• _DIRECTION_: Locate each line in the listing below that contains the string "watermark", and copy those lines in full. Case counts, so match only that exact capitalization.

• _RECORDS FOR THIS EXERCISE_:
◇ ◇ ◇

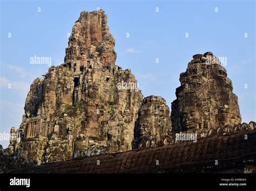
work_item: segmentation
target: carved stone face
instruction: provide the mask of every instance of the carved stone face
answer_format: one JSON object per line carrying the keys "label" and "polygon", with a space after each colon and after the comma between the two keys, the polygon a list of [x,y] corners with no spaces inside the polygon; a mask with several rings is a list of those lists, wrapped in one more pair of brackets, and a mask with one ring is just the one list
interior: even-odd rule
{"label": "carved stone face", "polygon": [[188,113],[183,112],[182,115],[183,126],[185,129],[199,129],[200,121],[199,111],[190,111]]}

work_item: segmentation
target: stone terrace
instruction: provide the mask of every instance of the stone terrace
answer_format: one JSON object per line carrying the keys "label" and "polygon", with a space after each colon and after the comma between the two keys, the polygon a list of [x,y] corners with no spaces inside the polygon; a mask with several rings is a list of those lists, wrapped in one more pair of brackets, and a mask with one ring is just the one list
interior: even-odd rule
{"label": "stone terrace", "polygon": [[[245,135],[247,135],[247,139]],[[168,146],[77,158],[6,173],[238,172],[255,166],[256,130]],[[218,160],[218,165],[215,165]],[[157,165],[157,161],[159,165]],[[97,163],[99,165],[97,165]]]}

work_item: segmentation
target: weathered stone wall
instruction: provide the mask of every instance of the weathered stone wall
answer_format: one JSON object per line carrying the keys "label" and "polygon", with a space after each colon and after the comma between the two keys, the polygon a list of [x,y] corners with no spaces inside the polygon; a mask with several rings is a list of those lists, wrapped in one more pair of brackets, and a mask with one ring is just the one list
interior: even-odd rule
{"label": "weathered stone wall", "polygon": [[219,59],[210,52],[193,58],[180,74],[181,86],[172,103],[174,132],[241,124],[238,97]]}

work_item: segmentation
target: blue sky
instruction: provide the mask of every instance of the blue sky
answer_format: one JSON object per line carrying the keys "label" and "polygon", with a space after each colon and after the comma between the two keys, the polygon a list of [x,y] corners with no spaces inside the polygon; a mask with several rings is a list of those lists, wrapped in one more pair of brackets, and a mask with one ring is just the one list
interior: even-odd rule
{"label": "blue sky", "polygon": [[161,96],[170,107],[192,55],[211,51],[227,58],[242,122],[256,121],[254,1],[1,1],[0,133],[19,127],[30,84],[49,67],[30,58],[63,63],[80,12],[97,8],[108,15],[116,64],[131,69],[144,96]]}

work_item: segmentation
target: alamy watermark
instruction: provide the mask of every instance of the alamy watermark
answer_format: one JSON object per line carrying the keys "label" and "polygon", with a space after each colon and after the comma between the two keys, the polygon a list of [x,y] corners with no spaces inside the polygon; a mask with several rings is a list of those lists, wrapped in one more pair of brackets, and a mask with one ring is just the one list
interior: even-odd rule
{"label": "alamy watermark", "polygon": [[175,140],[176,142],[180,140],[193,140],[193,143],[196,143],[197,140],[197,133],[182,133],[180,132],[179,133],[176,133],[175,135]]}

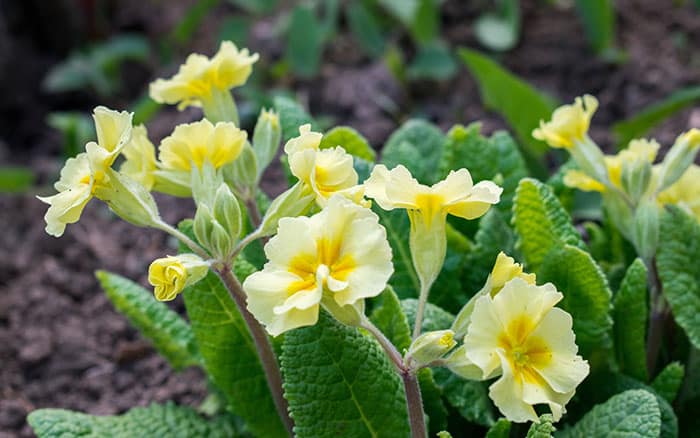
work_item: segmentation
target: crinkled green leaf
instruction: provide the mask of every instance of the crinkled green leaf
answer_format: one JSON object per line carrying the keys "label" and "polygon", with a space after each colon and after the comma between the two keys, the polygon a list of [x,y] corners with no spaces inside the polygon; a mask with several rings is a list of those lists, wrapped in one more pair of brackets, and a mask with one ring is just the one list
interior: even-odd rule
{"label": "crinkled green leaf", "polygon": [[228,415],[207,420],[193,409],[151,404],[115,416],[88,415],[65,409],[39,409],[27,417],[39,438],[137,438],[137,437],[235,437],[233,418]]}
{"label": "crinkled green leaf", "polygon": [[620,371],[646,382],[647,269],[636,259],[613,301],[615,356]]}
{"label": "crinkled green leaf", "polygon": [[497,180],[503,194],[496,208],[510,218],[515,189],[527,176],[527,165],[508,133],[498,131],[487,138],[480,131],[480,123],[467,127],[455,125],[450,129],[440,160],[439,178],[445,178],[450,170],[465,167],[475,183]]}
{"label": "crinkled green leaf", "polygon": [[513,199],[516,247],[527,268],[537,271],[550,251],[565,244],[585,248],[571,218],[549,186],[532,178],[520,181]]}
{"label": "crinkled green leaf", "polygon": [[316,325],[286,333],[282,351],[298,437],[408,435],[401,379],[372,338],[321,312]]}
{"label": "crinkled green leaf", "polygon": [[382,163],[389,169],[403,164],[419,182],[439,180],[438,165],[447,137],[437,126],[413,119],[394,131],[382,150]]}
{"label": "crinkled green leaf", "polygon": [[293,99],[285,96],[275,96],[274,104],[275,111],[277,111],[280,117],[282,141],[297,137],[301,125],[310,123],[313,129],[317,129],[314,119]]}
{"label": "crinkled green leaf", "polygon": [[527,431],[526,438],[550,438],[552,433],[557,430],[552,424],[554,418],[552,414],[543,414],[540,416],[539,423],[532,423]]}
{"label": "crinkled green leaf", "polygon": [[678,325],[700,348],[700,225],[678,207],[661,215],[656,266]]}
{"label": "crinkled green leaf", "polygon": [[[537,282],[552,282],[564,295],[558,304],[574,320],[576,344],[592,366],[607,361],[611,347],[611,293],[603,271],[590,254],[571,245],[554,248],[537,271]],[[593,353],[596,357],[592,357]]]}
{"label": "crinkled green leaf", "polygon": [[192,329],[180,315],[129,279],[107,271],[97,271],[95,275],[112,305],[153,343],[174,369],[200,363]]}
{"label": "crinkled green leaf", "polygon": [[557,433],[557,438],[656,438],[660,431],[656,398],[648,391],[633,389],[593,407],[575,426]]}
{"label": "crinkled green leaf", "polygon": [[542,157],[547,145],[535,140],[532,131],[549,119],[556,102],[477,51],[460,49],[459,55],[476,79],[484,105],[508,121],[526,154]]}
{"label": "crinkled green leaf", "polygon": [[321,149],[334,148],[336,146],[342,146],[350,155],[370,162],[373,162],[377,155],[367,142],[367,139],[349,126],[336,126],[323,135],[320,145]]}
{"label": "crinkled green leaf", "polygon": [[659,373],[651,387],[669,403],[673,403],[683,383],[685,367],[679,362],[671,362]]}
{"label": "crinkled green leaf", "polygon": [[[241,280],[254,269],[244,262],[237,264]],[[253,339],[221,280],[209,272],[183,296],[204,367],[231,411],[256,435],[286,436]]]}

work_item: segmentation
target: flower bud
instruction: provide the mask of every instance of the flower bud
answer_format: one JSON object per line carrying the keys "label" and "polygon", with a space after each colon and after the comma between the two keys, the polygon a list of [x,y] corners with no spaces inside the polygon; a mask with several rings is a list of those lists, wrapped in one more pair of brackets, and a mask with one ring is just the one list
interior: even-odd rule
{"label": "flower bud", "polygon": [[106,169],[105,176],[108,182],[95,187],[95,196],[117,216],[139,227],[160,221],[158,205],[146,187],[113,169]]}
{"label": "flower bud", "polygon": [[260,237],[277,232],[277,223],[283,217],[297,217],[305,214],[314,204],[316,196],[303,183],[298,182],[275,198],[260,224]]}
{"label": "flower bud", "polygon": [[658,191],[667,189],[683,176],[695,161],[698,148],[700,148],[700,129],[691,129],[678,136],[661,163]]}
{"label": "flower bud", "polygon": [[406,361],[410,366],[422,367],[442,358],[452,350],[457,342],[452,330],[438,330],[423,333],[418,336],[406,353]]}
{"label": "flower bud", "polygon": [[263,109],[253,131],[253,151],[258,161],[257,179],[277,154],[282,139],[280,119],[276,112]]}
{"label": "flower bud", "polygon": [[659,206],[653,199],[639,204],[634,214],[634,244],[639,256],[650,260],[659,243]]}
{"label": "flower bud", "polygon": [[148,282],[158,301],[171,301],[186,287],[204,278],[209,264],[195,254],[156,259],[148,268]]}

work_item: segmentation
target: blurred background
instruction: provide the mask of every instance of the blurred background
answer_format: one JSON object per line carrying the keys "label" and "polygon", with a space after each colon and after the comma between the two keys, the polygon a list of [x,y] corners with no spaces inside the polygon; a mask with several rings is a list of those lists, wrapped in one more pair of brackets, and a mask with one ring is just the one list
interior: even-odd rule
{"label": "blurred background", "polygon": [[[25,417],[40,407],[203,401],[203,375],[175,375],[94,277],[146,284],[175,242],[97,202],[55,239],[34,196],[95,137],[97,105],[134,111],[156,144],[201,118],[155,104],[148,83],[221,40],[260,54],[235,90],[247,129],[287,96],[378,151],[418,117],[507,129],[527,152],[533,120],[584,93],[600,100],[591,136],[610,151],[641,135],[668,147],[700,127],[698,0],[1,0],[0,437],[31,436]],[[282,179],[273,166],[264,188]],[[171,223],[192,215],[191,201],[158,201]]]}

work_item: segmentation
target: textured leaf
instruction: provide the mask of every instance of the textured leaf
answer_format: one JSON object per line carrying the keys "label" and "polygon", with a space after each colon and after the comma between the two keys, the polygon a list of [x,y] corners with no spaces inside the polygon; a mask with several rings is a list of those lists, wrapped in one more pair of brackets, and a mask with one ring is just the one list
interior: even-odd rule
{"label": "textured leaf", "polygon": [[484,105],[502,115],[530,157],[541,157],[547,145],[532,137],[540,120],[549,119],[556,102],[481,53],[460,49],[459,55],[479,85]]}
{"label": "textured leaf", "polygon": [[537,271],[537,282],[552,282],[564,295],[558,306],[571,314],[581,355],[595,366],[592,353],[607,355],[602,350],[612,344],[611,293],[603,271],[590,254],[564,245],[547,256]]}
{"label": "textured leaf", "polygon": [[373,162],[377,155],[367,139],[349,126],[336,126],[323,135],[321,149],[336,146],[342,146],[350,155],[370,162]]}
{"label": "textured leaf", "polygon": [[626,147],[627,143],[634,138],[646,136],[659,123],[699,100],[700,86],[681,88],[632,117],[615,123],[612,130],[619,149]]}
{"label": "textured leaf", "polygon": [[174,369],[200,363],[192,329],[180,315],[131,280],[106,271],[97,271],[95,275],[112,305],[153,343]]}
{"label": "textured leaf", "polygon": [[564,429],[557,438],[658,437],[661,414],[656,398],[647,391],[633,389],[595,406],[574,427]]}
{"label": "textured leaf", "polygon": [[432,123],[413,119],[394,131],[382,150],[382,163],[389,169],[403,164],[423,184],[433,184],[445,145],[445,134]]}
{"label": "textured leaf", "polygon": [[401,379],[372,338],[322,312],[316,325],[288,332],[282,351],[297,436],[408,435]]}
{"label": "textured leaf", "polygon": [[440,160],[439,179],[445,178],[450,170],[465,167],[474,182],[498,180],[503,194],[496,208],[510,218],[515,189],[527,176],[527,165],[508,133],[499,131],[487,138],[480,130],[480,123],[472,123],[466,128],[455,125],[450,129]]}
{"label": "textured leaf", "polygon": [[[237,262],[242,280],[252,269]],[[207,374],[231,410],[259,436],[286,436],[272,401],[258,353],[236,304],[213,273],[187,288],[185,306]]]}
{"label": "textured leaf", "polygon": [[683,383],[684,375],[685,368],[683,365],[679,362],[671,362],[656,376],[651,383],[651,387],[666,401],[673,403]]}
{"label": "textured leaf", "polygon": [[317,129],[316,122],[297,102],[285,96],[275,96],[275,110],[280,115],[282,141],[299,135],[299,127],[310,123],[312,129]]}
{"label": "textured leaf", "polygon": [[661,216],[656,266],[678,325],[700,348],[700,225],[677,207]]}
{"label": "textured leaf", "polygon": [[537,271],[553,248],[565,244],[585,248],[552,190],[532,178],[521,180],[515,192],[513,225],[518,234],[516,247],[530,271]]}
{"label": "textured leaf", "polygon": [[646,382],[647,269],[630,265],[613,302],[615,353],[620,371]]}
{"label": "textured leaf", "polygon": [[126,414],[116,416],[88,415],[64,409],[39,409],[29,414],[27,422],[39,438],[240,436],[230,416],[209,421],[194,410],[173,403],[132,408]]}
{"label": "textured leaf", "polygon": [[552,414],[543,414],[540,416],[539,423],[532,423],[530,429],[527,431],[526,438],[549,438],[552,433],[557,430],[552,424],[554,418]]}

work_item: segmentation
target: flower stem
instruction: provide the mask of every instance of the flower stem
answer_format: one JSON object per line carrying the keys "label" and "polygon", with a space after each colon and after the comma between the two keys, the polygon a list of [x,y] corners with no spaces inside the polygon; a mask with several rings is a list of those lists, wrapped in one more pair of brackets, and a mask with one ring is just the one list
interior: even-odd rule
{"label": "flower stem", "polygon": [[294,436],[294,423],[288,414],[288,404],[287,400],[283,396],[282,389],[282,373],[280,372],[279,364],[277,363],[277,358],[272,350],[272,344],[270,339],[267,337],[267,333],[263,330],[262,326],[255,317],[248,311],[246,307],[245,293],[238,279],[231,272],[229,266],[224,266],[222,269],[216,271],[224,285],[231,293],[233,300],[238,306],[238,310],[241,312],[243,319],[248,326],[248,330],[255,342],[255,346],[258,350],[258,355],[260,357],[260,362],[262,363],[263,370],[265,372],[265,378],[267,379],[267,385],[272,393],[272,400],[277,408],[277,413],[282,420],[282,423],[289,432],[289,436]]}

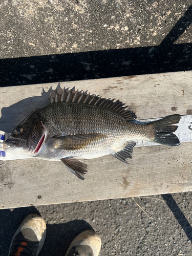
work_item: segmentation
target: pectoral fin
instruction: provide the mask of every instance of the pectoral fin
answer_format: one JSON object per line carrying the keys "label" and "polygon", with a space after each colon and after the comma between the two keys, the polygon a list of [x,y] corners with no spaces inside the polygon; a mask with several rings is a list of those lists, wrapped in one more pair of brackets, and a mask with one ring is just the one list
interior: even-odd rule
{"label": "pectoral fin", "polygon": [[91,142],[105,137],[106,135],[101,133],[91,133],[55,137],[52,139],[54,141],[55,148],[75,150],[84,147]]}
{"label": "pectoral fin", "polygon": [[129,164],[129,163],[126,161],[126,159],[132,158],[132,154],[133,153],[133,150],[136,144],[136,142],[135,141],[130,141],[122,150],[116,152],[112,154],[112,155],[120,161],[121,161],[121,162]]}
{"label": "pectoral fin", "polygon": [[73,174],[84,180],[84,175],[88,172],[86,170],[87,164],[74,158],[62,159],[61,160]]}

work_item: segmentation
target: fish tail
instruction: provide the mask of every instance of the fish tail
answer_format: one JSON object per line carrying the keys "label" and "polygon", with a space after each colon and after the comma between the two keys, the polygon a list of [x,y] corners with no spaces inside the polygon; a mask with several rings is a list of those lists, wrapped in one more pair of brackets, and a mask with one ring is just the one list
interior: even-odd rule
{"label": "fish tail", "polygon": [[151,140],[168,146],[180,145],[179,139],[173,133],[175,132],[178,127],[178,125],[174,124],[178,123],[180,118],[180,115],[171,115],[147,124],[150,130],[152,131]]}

◇ ◇ ◇

• _RESULT FOR THIS TASK_:
target: alamy watermark
instruction: provide the mask of every instance of the alamy watermark
{"label": "alamy watermark", "polygon": [[175,140],[176,142],[180,140],[193,140],[193,143],[196,143],[197,140],[197,133],[182,133],[180,132],[179,133],[176,133],[175,135]]}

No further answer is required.